§ Passage to read:

========

A Naval Officer met us at the train station in Seattle on March 5, 1943. We ferried over to Puget Sound Naval Shipyard at Bremerton, Washington (30 to 40-minute ferry ride). We checked in at the barracks. The next morning, I met a machinist mate who had been there a couple months and he knew his way around. He was assigned to the same ship. He took me down to the office to get a pass for permission to go aboard the USS Halford DD-480 so that we could learn about the ship. We had never been on a ship before. So each day we would go down to the ship and try to learn more. Each day we would look at a different part of the ship. The welders and ship-fitters were working hard to finish the ship.

USS Halford DD-480 with Vought OS2U Kingfisher catapult-launched observation floatplane
USS Halford DD-480 with Vought OS2U Kingfisher catapult-launched observation floatplane

We learned the following:

  • There were 2 engine rooms – each room with a 50,000 HP power steam engine and 450 KW AC 3 phase 440 volt generator to supply electricity for the ship. 440 volts was stepped down to 120 volts for lighting.
  • There was an emergency room with a diesel engine with a 1000 KW generator for emergency power.
  • There were 2 boiler rooms – each had two oil-fired boilers that produced 600 PSI of superheated steam to power the ship’s two 50,000 HP steam engines.
  • There the I.C. room where the fire control computer was to control the 5-inch guns when on automatic. They had a fire control director on top of the bridge where two people sat. One controlled the elevation and one controlled the deflection. And when the guns were on automatic, this would feed into the computer for automatic aiming to direct the 5-inch guns for their targets.
  • Also in the I.C. was the PA for the ship.
  • Also in the I.C. was the gyro compass which let the Quartermaster(helmsman) steering the ship know where the ship was at to that he could set the ship’s course. There were two MG sets that powered the rotors on the compass (one to run and the other for backup).
  • Also in the I.C. was a control panel with switches to supply power to all the devices in the room.
  • The gyro compass feeds ship’s speed into the fire control computer and it also feeds into a dead reckoning which plots the position of the ship.
  • Bendix Underwater Log determined the ship’s speed by water pressure. There was a sword that was located near the front of the ship and stuck about 3 feet. It had a small hole in the front and a small hole in the back. The front hole measured the water pressure from the ship moving forward. The back hole recorded the static pressure of the water. One pressure sensor was connected to the front hole and another pressure sensor was connected to the back. The balance between the two pressure sensors determined the ship’s speed.

========

Shape annotation lines
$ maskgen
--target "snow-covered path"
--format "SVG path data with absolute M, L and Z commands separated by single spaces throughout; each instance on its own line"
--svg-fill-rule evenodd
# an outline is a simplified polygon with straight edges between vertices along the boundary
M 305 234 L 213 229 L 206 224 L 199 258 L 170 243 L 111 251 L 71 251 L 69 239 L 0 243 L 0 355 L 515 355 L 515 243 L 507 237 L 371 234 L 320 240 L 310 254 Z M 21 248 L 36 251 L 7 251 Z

========

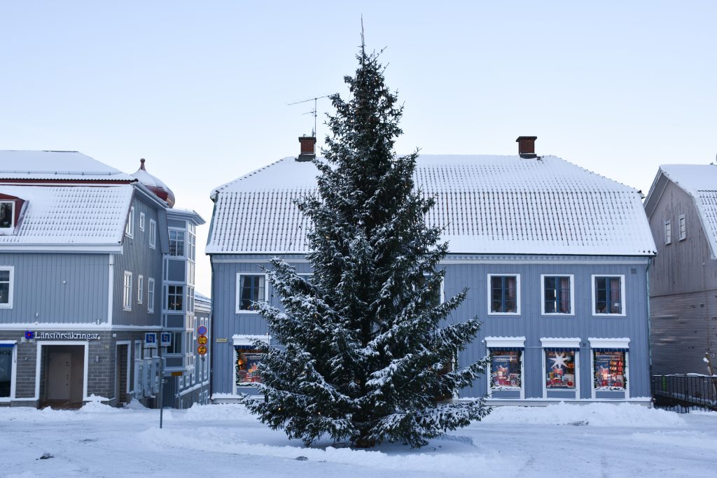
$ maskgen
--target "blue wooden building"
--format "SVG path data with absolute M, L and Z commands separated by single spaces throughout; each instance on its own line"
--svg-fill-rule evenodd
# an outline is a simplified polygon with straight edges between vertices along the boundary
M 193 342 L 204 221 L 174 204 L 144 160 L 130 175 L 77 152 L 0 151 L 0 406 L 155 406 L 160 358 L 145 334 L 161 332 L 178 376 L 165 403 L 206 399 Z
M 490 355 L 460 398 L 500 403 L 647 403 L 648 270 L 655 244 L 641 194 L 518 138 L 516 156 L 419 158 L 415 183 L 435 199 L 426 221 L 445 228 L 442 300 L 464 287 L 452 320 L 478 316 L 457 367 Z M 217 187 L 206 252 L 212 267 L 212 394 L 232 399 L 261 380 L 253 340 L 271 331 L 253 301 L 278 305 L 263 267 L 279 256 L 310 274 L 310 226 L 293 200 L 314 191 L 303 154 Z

========

§ Task instructions:
1 - According to the account of learning about the USS Halford, how much pressure did the superheated steam from the oil-fired boilers reach?
2 - Continue the account of learning about the USS Halford, starting right after its last sentence.

§ Responses for each task:
1 - 600 PSI.

2 -
  • Both fed data into the speed indicator on the bridge, the fire control computer, the gyro compass, and the dead reckoning.
  • There was a Radar Room with the controls for the radar (above water to locate other ships).
  • There was a Sound Gear where a ping was sent to detect ships under water.
  • There was a Steering Gear Room where you could manually steer the ship if the automatic system is not working on the Bridge. The Steering Gear Room had a selector switch for automatic or manual.
  • There was a Control Room for the Anchor Windlass which controlled the motors that lift the two anchors (one on each side). The anchors could also be controlled from the Bridge.
  • There was a Bridge for steering the ship.
  • There was a mess hall with a walk-in freezer room, officers mess hall, a galley, a storage room for supplies, a sick bay, a supply officer room, a laundry room, an evaporator (to evaporate sea water into fresh water, sleeping quarters for enlisted men (two in the rear and one in the front) and officers’ quarters, and three heads (one for the captain, one for the officers, and one for the rest of the crew. The head for the rest of the crew had four stalls with seats and two showers.
  • There were also four 20 mm guns, one twin 40 mm anti-aircraft gun, four 5 inch guns, 250 lb. depth charges (air guns to shoot them out) and 500 lb. depth charges (rolled off the back of the ship).
  • There was a Vought OS2U Kingfisher scout floatplane with its catapult. But a 5-inch gun, the after torpedo mount with five torpedo tubes, and the 20 mm mounts on the fantail were sacrificed to put the seaplane and catapult on.
Vought OS2U Kingfisher catapult-launched observation floatplane
Vought OS2U Kingfisher catapult-launched observation floatplane

The education I received in exploring and learning as the USS Halford DD-480 was being built was very valuable to my service as Electrician’s Mate in World War II.

Note: The above is the best that I can recollect/remember.